▶ **Quoted text**:
╔══
Determining the number of clusters using property testing algorithm

Question

We say a set of $n$ points in $R^d$ are $k$-clusterable, if all points are covered by k unit balls. We have a property testing algorithm (see section 5 of paper) which consider a promise version of the above problem. The algorithm samples $O(\frac{kd}{\epsilon}\log \frac{kd}{\epsilon})$ many points from the set, and distinguish between following two cases with probability at least $\frac{2}{3}$:

-algorithm ACCEPTS, if all the points are $k$-clusterable.

-algorithm REJECTS, if points are $\epsilon$-far from $k$-clusterable, i.e. any $k$ unit balls covers at most $(1-\epsilon)n$ points.

Now, using the above algorithm as a subroutine can we approximate the value of $k$ (number of clusters), i.e., if we can ignore at most $\epsilon n$ points (because now we don't have the promised version of the input) from the input, then we need to determine the number of clusters in the input.

(I was thinking to do some kind of binary search over $k$, start with k=2, if algorithm ACCEPTS then k=2, if REJECTS then try for k=4 and so on.)

Pls let me know if there is any confusion in the problem.

Answer 1

First. One can do better as far as the sampling - at least if $d$ is large - $O(\frac{kd \log k}{\epsilon} \log \frac{1}{\epsilon})$ should follow easily from relative approximations http://sarielhp.org/p/06/relative/ and combining range spaces of bounded VC dimension (if you send me email I would email you a pdf containing this combining result you need - its well known, but i dont know a ref for that). Secondly, relative approximation sample in this case, guarantees that if the sample fails, then $k$ is too small. So, do exponential search for the right value of $k$, specifically, start with $k_i = 2^i$, and let $R_i$ be the the $i$th sample of size $n_i = O( \frac{kd \log k}{\epsilon} \log \frac{i}{\epsilon} )$ (the $i$ is not a typo).
╚══
▶ **Data entries**:
╔══
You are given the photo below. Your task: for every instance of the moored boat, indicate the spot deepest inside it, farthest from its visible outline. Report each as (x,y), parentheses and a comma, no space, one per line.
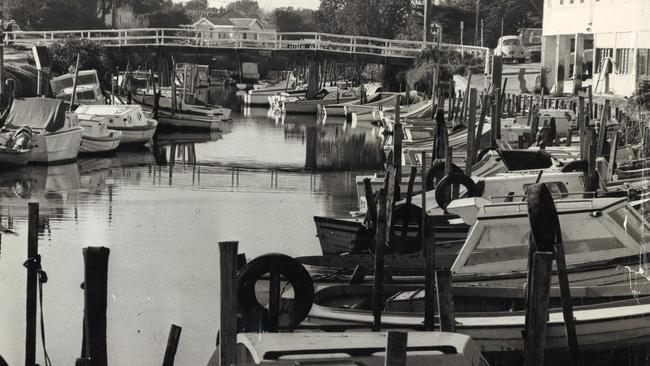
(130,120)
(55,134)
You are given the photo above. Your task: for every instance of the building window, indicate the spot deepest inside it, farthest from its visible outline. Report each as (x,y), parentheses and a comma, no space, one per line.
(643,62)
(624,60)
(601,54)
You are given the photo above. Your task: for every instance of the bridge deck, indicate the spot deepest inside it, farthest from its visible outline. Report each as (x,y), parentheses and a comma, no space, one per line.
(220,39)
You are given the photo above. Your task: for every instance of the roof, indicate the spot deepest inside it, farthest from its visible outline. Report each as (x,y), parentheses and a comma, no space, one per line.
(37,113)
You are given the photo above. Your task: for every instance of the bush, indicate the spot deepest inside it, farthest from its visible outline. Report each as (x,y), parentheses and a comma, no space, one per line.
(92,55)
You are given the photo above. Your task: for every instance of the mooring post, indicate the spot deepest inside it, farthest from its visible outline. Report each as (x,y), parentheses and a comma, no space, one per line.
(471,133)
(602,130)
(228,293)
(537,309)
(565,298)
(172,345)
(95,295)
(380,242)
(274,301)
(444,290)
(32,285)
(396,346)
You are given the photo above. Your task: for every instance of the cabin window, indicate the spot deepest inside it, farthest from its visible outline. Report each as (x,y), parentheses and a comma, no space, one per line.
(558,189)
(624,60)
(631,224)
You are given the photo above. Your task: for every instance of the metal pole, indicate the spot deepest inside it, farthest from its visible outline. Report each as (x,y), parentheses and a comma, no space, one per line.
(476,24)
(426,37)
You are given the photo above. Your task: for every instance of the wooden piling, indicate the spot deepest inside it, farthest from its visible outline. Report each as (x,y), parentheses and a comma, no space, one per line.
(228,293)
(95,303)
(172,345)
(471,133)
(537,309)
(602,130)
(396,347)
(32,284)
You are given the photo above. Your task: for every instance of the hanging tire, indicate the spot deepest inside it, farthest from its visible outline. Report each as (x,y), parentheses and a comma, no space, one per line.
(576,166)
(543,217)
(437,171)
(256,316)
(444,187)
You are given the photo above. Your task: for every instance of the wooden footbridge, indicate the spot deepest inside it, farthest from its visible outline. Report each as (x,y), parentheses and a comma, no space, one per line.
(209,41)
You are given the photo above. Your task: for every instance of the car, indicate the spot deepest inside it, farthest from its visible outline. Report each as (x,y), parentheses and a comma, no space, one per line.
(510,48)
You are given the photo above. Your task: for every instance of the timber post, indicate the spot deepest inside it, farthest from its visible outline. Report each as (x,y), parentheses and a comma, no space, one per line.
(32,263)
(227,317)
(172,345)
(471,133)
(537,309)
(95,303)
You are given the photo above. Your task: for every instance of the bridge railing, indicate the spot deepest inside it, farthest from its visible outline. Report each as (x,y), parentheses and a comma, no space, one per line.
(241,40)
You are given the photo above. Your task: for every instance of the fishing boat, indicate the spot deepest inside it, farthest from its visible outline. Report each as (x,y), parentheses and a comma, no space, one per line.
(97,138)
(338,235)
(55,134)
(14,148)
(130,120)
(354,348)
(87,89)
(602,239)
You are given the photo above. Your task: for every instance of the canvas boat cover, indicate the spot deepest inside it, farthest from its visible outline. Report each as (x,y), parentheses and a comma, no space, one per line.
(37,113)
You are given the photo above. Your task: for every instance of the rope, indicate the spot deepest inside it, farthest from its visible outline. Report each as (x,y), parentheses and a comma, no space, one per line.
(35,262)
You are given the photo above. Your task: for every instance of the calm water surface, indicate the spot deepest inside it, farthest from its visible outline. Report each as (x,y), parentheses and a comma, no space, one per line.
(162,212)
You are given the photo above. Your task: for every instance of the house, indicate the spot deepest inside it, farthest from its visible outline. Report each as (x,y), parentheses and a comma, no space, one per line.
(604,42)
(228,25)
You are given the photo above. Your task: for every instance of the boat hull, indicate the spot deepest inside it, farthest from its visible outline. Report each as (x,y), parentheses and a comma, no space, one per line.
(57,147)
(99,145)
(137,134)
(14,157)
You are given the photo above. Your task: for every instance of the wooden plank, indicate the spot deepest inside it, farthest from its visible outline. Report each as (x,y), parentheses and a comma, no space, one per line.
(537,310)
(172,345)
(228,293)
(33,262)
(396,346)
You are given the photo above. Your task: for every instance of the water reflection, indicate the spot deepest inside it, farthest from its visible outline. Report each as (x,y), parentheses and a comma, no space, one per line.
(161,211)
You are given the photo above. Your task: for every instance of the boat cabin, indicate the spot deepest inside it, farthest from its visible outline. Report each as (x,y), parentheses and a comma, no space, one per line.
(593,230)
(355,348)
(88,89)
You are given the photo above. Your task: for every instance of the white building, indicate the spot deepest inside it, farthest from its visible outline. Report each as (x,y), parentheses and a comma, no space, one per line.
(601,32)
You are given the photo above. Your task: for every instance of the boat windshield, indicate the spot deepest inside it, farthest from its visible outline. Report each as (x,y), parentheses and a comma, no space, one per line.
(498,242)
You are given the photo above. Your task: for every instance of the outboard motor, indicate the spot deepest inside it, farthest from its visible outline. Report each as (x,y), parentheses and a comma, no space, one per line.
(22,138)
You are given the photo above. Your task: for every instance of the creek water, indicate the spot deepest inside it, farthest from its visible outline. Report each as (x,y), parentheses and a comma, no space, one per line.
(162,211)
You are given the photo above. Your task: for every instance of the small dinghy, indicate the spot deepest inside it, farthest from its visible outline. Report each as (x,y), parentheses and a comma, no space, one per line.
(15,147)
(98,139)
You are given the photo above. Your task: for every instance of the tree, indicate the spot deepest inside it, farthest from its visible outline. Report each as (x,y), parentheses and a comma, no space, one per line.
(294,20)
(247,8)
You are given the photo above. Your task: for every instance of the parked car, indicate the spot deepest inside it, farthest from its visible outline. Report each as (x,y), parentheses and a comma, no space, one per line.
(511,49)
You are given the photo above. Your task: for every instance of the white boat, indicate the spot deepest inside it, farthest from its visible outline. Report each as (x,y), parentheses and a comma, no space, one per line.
╚══
▶ **Work to be completed**: Copy the whole forum thread above on estimating the number of clusters with a property testing algorithm, word for word.

▶ **Full response**:
Determining the number of clusters using property testing algorithm

Question

We say a set of $n$ points in $R^d$ are $k$-clusterable, if all points are covered by k unit balls. We have a property testing algorithm (see section 5 of paper) which consider a promise version of the above problem. The algorithm samples $O(\frac{kd}{\epsilon}\log \frac{kd}{\epsilon})$ many points from the set, and distinguish between following two cases with probability at least $\frac{2}{3}$:

-algorithm ACCEPTS, if all the points are $k$-clusterable.

-algorithm REJECTS, if points are $\epsilon$-far from $k$-clusterable, i.e. any $k$ unit balls covers at most $(1-\epsilon)n$ points.

Now, using the above algorithm as a subroutine can we approximate the value of $k$ (number of clusters), i.e., if we can ignore at most $\epsilon n$ points (because now we don't have the promised version of the input) from the input, then we need to determine the number of clusters in the input.

(I was thinking to do some kind of binary search over $k$, start with k=2, if algorithm ACCEPTS then k=2, if REJECTS then try for k=4 and so on.)

Pls let me know if there is any confusion in the problem.

Answer 1

First. One can do better as far as the sampling - at least if $d$ is large - $O(\frac{kd \log k}{\epsilon} \log \frac{1}{\epsilon})$ should follow easily from relative approximations http://sarielhp.org/p/06/relative/ and combining range spaces of bounded VC dimension (if you send me email I would email you a pdf containing this combining result you need - its well known, but i dont know a ref for that). Secondly, relative approximation sample in this case, guarantees that if the sample fails, then $k$ is too small. So, do exponential search for the right value of $k$, specifically, start with $k_i = 2^i$, and let $R_i$ be the the $i$th sample of size $n_i = O( \frac{kd \log k}{\epsilon} \log \frac{i}{\epsilon} )$ (the $i$ is not a typo).